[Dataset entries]
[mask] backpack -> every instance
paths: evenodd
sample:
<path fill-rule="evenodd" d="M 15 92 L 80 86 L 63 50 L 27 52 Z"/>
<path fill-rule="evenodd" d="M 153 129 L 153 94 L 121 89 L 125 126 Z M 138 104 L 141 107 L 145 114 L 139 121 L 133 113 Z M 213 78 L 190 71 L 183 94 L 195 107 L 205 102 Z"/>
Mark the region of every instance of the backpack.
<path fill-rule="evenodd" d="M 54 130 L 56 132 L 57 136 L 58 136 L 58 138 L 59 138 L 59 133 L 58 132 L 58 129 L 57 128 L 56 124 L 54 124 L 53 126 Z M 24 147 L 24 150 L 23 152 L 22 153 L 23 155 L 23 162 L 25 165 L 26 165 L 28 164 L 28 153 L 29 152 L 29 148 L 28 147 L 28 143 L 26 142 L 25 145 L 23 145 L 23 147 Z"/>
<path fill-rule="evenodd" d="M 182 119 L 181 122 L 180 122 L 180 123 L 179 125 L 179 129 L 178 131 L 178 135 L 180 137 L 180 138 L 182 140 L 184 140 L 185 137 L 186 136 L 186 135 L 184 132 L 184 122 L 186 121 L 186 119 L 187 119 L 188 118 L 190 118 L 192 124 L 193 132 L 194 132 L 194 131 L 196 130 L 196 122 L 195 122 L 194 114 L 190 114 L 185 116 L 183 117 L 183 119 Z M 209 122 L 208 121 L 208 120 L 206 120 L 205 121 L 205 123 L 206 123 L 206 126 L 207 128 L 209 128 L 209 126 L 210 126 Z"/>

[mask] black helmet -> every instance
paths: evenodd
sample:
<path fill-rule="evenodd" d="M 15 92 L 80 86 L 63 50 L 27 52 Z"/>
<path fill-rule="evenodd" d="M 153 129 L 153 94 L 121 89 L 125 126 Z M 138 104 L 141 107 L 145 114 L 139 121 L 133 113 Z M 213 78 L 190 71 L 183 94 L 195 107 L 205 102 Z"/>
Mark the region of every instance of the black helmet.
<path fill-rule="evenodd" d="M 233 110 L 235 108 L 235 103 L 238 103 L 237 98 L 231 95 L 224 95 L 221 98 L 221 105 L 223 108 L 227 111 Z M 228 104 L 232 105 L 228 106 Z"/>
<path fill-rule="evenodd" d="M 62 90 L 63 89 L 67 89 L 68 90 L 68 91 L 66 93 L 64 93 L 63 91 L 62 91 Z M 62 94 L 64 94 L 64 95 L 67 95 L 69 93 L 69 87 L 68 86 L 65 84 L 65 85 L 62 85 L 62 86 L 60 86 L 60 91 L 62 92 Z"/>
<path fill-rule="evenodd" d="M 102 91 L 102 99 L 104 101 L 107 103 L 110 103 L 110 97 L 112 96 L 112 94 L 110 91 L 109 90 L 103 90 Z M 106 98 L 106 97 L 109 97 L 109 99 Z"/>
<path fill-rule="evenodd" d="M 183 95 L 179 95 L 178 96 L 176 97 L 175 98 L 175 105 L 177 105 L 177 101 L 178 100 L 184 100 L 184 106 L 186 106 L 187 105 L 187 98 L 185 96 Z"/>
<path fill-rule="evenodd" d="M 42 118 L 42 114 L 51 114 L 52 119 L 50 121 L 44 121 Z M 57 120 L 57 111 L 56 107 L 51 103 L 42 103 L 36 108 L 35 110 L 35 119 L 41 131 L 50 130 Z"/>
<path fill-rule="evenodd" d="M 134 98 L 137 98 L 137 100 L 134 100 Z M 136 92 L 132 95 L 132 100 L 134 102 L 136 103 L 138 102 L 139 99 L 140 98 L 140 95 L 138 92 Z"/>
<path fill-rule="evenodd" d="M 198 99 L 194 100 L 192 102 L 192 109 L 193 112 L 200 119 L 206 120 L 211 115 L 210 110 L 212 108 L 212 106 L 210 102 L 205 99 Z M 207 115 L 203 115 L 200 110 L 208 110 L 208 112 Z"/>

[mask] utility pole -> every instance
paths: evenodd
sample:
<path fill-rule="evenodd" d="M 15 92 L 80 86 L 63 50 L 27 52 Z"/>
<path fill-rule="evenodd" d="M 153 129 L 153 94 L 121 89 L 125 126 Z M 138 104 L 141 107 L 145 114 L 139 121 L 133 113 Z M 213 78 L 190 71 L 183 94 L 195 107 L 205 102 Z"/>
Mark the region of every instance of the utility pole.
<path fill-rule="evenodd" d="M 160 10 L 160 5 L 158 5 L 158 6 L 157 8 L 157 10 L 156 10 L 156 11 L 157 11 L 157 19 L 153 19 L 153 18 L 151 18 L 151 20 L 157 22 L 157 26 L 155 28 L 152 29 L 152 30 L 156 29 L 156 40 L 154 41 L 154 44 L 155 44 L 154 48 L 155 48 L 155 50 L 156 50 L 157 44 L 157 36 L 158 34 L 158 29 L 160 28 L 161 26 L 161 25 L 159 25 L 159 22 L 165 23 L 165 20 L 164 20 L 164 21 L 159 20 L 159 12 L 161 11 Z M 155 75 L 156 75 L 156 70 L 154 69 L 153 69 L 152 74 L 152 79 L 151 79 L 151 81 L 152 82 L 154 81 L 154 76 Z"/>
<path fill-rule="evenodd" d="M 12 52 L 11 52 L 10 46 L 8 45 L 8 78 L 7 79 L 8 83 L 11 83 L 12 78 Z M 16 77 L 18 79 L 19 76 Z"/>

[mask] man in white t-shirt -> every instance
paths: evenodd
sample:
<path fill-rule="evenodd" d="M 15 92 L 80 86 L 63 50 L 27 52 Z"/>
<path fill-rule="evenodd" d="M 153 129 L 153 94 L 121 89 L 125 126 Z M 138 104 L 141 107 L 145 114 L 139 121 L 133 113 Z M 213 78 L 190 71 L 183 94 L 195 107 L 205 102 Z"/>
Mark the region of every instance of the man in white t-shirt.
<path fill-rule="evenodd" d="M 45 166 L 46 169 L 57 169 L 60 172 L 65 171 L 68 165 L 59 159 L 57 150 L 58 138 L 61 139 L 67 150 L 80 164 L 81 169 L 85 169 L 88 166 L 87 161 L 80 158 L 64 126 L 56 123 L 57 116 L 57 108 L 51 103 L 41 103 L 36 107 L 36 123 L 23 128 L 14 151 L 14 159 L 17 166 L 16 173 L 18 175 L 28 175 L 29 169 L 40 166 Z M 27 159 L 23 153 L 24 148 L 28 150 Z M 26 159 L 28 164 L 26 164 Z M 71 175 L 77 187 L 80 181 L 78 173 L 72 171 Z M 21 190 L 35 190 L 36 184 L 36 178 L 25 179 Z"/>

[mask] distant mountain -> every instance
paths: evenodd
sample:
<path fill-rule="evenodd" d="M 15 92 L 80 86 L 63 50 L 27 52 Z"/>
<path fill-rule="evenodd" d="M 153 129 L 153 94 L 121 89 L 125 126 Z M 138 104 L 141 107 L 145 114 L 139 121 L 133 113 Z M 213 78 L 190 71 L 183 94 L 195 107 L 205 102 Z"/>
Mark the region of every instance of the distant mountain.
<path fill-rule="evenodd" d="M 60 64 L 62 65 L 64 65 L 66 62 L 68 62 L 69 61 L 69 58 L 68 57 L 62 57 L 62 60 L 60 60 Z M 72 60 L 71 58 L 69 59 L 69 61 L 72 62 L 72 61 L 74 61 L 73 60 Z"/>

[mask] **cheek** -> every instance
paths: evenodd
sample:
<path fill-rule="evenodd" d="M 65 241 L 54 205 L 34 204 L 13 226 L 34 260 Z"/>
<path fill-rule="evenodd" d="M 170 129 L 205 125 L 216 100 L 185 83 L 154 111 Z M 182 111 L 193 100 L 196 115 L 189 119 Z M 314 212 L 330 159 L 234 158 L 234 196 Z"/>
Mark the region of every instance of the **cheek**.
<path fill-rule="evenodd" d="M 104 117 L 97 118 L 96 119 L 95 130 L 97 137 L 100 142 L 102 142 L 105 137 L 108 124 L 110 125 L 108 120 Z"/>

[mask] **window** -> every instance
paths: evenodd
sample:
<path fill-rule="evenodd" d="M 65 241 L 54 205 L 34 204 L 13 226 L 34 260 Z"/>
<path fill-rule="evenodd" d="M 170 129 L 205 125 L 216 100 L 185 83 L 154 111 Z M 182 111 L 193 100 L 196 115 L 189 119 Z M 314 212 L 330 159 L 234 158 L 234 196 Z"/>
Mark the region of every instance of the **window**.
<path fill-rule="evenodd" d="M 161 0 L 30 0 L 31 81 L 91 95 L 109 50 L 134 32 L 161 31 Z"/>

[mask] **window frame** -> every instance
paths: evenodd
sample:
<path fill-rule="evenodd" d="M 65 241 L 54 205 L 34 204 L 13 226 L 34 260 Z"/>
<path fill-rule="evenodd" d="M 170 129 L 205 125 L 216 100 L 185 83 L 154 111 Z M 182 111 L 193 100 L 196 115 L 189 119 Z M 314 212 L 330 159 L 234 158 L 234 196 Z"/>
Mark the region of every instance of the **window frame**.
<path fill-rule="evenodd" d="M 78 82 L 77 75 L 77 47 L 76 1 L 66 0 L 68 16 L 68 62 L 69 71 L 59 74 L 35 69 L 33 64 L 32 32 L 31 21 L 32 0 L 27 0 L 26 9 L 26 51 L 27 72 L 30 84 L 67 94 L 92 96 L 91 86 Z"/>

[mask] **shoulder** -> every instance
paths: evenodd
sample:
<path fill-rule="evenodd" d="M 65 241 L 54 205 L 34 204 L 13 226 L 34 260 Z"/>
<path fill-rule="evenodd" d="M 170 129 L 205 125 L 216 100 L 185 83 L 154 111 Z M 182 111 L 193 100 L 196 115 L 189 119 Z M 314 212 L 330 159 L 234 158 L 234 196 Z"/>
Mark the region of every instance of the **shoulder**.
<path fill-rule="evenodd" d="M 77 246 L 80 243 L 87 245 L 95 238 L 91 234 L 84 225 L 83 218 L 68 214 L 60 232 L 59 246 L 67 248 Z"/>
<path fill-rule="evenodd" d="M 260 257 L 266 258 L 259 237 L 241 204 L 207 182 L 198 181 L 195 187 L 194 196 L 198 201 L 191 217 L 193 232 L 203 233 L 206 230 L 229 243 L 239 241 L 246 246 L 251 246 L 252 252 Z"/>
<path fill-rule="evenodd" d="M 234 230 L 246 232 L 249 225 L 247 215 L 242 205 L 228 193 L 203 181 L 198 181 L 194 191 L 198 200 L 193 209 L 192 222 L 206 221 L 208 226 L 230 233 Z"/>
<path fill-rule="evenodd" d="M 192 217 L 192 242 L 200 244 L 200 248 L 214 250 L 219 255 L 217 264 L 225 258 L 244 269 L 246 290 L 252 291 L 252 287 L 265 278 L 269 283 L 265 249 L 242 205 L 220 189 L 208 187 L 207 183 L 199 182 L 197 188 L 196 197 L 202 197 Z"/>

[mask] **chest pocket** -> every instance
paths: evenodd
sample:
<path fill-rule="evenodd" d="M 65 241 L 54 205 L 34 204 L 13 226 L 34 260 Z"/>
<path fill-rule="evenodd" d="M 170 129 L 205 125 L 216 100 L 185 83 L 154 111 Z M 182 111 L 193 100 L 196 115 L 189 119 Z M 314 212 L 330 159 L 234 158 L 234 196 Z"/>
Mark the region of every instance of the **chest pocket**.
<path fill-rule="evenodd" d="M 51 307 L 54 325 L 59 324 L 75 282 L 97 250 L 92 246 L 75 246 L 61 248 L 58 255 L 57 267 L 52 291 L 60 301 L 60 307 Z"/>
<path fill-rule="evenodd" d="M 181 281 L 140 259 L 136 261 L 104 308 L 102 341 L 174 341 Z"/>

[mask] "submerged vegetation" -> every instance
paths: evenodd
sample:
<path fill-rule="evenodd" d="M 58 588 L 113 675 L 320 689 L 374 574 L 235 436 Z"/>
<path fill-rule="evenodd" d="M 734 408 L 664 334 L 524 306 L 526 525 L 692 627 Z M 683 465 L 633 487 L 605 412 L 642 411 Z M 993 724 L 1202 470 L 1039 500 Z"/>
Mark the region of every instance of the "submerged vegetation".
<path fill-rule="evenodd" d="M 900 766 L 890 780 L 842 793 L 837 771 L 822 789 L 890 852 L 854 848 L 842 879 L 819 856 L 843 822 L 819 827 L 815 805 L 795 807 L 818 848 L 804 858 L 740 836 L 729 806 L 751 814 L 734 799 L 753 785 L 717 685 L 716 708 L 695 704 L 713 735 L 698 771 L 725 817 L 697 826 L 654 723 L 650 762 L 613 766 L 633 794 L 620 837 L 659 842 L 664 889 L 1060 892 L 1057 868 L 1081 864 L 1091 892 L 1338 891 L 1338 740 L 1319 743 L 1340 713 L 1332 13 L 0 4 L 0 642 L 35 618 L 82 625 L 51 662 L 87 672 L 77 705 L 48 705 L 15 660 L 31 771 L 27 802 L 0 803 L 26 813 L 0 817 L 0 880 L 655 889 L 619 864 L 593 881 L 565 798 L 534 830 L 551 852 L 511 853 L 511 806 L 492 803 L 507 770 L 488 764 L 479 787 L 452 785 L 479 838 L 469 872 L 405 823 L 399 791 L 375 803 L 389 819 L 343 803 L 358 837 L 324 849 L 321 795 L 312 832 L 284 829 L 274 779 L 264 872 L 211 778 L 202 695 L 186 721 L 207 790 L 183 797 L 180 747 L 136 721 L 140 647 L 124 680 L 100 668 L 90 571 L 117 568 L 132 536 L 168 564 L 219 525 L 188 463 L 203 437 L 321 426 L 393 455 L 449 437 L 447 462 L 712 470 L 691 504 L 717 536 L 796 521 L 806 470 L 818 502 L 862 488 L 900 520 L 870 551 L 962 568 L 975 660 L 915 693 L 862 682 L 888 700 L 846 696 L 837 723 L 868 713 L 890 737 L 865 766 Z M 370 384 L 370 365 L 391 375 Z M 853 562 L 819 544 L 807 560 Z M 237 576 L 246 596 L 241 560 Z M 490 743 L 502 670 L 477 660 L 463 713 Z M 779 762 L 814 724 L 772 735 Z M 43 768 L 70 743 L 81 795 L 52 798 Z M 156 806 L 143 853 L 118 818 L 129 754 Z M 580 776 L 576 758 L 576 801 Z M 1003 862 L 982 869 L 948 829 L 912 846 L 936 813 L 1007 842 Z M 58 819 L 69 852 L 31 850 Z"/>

◆ Task
How many lines in the records contain the string "backpack", matching case exactly? Reply with the number alone.

◆ Exercise response
2